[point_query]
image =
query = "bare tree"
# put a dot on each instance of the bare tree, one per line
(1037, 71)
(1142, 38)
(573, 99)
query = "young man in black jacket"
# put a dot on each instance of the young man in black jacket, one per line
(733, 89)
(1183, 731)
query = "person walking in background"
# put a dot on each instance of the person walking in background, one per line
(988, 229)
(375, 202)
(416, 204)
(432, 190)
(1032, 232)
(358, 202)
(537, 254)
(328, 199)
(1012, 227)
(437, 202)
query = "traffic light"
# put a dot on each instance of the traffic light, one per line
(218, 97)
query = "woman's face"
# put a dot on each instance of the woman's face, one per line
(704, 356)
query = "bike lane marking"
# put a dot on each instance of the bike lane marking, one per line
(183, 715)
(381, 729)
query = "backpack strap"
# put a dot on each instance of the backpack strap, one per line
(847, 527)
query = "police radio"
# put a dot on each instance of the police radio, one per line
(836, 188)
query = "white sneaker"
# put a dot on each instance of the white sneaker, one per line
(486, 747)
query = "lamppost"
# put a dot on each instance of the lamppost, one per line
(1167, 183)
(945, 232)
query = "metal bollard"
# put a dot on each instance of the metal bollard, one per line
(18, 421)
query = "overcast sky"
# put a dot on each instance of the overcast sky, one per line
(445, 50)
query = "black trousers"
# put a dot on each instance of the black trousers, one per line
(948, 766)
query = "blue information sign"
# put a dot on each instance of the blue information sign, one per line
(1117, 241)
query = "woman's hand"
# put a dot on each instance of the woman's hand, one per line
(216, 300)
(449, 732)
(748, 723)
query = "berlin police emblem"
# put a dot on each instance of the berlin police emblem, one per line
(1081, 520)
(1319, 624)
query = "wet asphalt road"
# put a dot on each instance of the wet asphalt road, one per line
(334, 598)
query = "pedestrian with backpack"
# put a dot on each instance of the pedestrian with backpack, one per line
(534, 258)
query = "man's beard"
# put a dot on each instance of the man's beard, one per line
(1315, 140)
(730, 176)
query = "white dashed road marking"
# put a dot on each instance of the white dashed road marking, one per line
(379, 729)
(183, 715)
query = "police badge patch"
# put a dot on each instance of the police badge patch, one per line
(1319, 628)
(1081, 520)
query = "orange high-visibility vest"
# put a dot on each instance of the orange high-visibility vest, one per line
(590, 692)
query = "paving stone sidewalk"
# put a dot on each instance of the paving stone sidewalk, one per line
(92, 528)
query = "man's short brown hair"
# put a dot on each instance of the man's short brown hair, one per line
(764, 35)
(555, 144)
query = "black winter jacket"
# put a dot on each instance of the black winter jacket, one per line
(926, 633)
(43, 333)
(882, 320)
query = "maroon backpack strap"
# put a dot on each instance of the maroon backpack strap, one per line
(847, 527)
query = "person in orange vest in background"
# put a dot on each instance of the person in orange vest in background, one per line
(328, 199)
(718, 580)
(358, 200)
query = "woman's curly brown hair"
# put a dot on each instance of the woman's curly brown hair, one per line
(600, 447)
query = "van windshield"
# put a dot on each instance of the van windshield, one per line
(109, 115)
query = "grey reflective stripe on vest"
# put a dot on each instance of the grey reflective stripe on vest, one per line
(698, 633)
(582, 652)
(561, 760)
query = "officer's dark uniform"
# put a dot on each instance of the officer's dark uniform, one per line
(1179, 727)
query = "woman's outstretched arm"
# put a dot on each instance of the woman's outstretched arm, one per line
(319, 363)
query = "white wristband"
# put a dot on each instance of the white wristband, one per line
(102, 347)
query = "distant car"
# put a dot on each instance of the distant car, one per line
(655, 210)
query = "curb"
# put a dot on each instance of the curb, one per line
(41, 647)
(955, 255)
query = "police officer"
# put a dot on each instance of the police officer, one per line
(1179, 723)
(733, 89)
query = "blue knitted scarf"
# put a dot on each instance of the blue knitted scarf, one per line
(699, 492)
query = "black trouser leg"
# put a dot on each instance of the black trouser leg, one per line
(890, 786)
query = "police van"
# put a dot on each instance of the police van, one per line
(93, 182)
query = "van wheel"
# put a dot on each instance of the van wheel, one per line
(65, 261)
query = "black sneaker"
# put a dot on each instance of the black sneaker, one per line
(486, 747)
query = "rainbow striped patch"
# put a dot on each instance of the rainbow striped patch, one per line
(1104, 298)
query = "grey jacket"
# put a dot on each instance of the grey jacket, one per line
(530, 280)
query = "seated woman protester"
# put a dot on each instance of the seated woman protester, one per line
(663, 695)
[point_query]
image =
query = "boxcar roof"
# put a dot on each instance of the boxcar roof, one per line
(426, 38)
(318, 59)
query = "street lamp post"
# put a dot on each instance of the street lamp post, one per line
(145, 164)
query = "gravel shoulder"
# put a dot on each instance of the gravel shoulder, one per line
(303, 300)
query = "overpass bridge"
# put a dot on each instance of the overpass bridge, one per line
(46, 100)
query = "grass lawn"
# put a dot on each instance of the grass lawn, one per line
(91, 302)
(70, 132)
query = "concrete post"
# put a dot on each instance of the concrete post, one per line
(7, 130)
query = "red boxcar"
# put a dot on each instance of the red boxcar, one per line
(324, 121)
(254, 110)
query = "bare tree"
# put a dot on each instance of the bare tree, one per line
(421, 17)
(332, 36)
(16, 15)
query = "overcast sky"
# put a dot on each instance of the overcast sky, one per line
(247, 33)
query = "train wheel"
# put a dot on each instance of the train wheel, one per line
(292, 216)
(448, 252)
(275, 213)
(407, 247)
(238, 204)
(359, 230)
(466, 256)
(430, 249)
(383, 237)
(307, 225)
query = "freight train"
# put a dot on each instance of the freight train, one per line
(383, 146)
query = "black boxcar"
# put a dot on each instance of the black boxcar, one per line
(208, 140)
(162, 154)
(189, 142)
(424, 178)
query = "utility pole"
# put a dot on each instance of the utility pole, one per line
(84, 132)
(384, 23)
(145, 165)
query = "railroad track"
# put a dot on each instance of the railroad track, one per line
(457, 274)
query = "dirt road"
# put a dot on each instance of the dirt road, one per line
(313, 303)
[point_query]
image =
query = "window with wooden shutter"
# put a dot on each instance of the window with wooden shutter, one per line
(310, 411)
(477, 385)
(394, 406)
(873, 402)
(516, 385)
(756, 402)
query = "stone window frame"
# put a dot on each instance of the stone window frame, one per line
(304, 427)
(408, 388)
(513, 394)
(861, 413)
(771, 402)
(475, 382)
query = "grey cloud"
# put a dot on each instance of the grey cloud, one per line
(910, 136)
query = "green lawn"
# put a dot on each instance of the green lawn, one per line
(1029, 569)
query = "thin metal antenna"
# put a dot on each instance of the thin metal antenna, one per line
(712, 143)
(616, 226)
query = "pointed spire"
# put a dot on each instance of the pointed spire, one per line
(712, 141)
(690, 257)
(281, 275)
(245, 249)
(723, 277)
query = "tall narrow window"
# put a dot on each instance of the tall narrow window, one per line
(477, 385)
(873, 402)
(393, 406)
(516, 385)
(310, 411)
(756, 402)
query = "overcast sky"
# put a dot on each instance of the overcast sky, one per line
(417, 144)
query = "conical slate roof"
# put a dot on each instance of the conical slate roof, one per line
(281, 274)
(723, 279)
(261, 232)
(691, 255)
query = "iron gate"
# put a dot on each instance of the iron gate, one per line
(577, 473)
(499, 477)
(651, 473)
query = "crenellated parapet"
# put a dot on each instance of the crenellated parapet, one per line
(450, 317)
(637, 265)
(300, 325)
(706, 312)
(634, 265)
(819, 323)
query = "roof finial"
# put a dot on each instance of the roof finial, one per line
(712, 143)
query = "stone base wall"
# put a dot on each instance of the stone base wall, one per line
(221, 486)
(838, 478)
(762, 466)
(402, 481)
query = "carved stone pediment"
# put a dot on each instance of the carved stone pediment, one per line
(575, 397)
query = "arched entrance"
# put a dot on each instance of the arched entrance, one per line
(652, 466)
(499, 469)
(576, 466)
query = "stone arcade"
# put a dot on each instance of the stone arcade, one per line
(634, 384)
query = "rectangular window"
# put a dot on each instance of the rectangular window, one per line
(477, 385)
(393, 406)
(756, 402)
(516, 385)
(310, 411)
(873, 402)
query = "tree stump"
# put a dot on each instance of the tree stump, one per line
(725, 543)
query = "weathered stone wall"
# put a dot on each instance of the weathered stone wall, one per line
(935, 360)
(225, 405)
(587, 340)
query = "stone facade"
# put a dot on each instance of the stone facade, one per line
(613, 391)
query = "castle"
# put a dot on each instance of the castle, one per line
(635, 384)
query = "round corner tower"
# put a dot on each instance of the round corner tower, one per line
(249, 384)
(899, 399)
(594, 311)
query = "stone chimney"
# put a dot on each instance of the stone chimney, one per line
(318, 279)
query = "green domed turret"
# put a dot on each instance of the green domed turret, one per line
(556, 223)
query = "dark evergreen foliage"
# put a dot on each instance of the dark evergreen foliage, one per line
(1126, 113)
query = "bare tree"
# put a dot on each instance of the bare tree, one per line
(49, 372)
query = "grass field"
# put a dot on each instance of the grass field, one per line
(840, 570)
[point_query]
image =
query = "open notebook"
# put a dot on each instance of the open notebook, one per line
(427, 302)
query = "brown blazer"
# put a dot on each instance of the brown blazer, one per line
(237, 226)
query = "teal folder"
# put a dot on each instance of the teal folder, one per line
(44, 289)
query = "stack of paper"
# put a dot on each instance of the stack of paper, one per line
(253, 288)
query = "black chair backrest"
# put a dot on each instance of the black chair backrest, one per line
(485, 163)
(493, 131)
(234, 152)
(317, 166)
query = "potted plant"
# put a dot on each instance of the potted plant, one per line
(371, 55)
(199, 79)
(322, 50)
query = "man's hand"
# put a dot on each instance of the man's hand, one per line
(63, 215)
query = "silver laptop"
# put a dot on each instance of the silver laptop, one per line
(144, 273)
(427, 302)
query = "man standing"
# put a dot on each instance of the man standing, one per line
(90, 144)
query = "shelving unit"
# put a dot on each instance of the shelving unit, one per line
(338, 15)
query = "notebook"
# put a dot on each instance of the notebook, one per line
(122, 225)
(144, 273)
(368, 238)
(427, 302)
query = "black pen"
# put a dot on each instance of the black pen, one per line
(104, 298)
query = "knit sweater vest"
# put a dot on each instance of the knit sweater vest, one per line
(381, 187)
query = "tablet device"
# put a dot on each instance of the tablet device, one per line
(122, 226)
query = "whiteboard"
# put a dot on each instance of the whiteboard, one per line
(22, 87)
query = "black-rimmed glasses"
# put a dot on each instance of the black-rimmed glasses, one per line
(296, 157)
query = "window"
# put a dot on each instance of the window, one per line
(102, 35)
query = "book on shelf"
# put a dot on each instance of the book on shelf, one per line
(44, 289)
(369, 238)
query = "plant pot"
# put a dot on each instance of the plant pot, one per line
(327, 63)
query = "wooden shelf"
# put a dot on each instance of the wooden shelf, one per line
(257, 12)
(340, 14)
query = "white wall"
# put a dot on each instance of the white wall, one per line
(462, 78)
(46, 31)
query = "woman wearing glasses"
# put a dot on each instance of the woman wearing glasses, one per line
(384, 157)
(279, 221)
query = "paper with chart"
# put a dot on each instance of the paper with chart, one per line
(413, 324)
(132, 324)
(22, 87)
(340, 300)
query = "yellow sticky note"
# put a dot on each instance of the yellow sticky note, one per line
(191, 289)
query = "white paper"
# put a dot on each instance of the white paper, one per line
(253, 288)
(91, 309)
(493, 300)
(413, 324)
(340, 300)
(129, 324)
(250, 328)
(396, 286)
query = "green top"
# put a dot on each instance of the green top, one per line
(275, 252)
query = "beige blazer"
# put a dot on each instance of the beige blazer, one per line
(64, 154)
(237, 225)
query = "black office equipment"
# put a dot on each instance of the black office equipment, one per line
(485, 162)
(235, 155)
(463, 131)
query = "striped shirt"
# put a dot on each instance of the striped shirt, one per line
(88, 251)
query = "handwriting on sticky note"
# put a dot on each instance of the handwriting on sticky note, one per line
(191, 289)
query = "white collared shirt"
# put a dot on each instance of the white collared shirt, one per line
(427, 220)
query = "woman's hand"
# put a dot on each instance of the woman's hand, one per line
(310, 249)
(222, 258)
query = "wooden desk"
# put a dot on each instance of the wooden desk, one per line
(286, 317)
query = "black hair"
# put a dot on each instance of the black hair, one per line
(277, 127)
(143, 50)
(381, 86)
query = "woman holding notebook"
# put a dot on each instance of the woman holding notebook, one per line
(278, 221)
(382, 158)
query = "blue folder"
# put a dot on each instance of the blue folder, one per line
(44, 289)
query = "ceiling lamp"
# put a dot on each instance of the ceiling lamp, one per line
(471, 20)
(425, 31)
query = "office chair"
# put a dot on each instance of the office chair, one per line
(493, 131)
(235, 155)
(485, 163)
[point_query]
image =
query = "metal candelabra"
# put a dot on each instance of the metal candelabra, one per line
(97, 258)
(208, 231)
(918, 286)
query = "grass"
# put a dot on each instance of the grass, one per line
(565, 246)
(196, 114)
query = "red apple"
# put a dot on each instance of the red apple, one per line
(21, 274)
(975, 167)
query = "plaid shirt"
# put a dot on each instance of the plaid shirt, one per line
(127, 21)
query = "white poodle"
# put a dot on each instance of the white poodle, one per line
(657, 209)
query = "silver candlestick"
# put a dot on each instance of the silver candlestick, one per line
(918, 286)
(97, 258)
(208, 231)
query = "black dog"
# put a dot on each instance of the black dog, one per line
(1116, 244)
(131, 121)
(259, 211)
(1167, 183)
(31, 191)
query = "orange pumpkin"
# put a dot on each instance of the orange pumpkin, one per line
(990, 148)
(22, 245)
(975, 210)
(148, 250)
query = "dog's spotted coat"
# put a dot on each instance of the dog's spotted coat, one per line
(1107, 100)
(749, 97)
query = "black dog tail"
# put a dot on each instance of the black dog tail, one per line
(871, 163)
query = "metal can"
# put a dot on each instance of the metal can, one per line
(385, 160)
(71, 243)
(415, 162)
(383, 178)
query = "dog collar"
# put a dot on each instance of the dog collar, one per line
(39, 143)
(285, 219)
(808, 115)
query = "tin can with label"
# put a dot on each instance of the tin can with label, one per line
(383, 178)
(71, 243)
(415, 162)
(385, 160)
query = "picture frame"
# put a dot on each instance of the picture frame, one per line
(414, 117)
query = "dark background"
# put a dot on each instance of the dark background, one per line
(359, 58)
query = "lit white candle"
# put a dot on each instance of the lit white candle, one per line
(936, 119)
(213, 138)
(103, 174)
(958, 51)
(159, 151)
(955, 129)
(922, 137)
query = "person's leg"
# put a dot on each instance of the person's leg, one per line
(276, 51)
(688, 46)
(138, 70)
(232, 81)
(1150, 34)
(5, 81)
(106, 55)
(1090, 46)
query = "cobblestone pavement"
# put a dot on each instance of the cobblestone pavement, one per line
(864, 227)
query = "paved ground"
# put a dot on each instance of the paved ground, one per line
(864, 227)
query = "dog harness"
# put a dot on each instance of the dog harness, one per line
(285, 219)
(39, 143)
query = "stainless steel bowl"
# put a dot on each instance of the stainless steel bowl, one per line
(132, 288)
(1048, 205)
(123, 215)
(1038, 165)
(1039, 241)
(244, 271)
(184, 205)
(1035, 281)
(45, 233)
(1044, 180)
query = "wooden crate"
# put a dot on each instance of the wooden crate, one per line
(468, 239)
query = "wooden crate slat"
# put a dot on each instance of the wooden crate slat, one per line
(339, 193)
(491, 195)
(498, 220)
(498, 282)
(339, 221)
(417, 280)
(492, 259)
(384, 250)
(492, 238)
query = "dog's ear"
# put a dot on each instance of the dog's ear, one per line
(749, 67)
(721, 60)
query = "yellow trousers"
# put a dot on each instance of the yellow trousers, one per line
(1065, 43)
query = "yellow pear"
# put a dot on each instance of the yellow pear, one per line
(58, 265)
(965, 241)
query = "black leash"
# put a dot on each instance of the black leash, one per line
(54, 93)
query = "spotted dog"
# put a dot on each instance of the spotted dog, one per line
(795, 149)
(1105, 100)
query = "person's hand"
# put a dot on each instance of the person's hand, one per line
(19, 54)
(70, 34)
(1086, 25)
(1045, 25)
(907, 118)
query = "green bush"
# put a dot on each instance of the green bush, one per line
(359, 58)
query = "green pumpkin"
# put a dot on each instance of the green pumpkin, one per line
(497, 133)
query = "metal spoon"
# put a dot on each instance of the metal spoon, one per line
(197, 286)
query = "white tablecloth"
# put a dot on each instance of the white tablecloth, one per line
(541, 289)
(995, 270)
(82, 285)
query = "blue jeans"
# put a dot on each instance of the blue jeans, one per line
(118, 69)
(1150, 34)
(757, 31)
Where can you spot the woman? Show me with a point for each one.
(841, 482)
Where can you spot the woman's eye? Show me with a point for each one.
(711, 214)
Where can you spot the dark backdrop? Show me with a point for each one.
━━━━━━━━━━━━━━━━━━━━
## YOUR OBJECTIVE
The expected output is the lines from the one with "tablecloth, one per line" through the end of the data, exactly as written and nothing more.

## RESPONSE TO THE TASK
# put a dot on each instance of the white tablecloth, one per line
(541, 289)
(995, 270)
(82, 285)
query = "blue jeans"
# put a dot on each instance of the blue jeans, one per line
(118, 69)
(1150, 34)
(757, 31)
Where can you spot the woman? Show me with a point for each one.
(841, 482)
Where can you spot the woman's eye? Show me with a point for each one.
(711, 214)
Where can you spot the dark backdrop? Show me with a point for each one.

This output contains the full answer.